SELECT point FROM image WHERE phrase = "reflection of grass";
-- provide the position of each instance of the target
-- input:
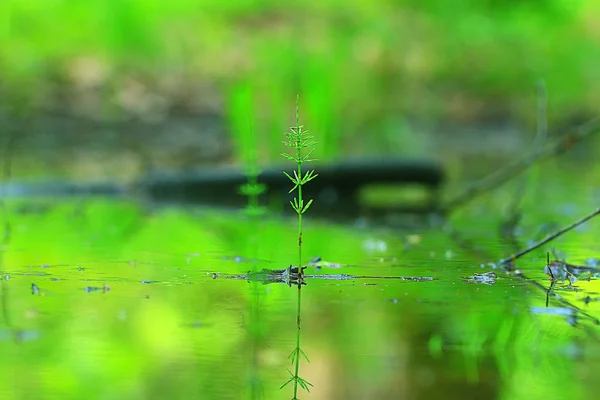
(473, 57)
(299, 139)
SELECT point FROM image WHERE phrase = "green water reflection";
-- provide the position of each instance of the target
(164, 321)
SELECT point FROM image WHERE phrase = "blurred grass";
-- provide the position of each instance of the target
(361, 66)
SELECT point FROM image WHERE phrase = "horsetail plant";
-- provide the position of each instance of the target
(299, 139)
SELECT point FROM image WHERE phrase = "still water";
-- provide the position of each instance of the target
(112, 299)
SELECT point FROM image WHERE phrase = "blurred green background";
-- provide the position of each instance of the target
(126, 305)
(374, 76)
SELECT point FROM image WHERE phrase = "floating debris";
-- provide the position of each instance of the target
(34, 289)
(561, 270)
(487, 278)
(318, 263)
(89, 289)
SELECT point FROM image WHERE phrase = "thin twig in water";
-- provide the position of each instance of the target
(496, 179)
(548, 238)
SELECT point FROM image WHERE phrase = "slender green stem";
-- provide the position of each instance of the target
(297, 370)
(298, 139)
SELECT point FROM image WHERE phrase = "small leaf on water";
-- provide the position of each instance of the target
(307, 205)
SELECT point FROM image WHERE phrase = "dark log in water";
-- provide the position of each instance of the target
(335, 190)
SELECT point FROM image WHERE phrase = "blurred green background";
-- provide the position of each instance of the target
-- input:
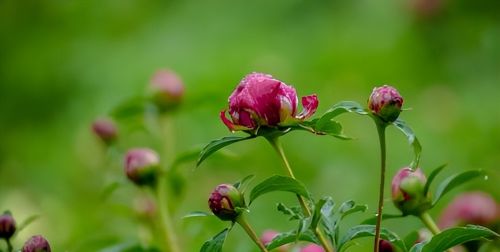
(64, 63)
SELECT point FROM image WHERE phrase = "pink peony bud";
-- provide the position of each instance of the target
(142, 165)
(268, 236)
(7, 226)
(260, 100)
(385, 246)
(385, 102)
(470, 208)
(168, 89)
(105, 129)
(312, 248)
(224, 201)
(408, 192)
(36, 244)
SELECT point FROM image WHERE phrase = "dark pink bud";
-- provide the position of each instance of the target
(168, 89)
(226, 202)
(312, 248)
(7, 226)
(408, 191)
(142, 165)
(260, 100)
(385, 246)
(36, 244)
(385, 102)
(470, 208)
(105, 129)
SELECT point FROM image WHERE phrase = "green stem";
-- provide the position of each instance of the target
(169, 237)
(381, 135)
(246, 226)
(426, 218)
(274, 141)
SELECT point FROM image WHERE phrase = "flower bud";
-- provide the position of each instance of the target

WHAT THE EXERCISE ASKS: Reproduce the records verbatim, omitting all images they contain.

RESULT:
SELECT point FROM image WHERE phrase = "reflection of grass";
-- provide the position of each instance of the target
-- input:
(473, 57)
(299, 139)
SELECT point FROM image WHERE phrase = "green water reflection";
-- provide the position of each instance of the target
(164, 321)
SELECT point FROM image WHERE phrase = "blurred grass";
-- provide the position of each instance of the target
(361, 66)
SELECT point FROM image WHERE phrase = "horsetail plant";
-- provide the position of each instance of the target
(299, 139)
SELECT point FROM image WHERE phrase = "still water";
-- provide the position of each instance of the target
(112, 299)
SELECT point FROM image WHERE phrase = "blurred green background";
-- provide the position of each instance of the target
(126, 305)
(374, 76)
SELECT point FROM image WHERE phrase = "floating debris";
-- provide the position of each instance of the target
(34, 289)
(561, 270)
(487, 278)
(318, 263)
(89, 289)
SELECT point FROM image WHERE phrase = "thin twig in water";
-- provide the position of each instance of the target
(496, 179)
(548, 238)
SELECT point FROM image WHERE phrase = "slender green stem";
-- provide the position of each instance of the target
(297, 370)
(298, 139)
SELECT point FROM image WHERE phrase = "small leaf on water";
-- provide the position of each instance of the target
(307, 205)
SELECT point FROM image WHERE phrase = "dark log in water";
-- provide the position of each instance of the target
(335, 190)
SELECT point FROM image WHERE phrase = "blurred green background";
-- provide the position of each instance of the target
-- input:
(64, 63)
SELECT point FROM image WHERE phrase = "pink peony bud";
-- provide the position of each instance of the target
(142, 165)
(268, 236)
(7, 226)
(260, 100)
(385, 246)
(385, 102)
(470, 208)
(168, 89)
(105, 129)
(312, 248)
(224, 201)
(408, 192)
(36, 244)
SELECT point FROM image WHERE phrase = "dark pink bud";
-- provide the position of each instance of the target
(168, 89)
(226, 202)
(312, 248)
(7, 226)
(408, 191)
(142, 165)
(260, 100)
(385, 246)
(36, 244)
(385, 102)
(470, 208)
(105, 129)
SELECT point FROM image WHERE phrase = "green stem";
-- provide the position of each instance of the target
(169, 237)
(381, 135)
(246, 226)
(426, 218)
(274, 141)
SELECT point FROM image WHERE phrase = "flower bud";
-- provide the position of each instance of the target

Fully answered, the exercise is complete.